Material provided:
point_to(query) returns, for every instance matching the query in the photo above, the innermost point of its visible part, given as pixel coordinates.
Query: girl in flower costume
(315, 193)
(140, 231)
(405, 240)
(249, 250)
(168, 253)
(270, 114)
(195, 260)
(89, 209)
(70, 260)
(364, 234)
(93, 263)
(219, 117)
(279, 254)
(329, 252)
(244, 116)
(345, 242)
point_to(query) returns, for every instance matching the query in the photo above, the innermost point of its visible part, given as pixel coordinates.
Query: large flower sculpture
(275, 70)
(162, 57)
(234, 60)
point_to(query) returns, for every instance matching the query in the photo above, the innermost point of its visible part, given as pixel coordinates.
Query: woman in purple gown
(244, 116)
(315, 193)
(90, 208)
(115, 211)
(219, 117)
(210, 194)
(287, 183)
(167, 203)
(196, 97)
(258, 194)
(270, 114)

--

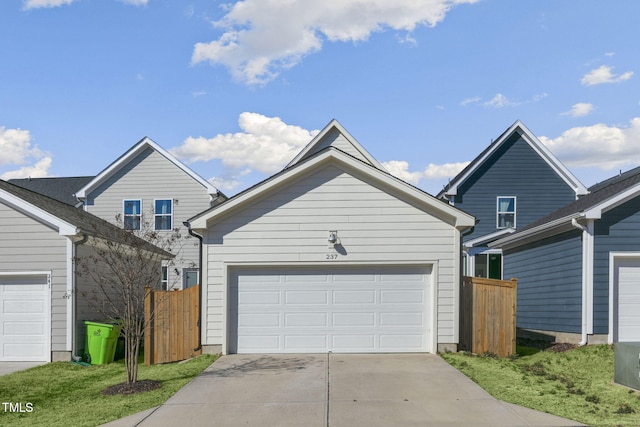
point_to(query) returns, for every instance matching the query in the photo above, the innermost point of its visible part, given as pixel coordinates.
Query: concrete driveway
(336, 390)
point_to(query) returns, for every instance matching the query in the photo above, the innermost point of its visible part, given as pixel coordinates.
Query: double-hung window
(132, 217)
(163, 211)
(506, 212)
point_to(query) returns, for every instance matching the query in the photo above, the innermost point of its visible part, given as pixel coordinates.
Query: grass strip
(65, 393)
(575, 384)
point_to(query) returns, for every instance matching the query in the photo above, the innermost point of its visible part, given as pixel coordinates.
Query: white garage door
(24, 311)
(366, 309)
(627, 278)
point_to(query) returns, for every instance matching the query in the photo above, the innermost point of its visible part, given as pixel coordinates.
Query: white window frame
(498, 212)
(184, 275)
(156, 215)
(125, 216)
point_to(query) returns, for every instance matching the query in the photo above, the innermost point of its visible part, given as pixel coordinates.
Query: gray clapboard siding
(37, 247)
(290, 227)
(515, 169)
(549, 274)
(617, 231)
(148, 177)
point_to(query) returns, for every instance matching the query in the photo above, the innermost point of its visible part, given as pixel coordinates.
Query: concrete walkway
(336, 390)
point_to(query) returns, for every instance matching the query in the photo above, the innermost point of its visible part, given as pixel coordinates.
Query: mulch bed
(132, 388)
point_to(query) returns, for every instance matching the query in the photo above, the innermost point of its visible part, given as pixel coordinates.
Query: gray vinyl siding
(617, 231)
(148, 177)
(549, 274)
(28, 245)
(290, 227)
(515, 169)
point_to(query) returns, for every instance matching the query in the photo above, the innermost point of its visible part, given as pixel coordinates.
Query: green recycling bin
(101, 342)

Exercise requirements:
Find every line in the entries above that contains the word "concrete", and copy each one.

Expected answer:
Query: concrete driveway
Query: concrete walkway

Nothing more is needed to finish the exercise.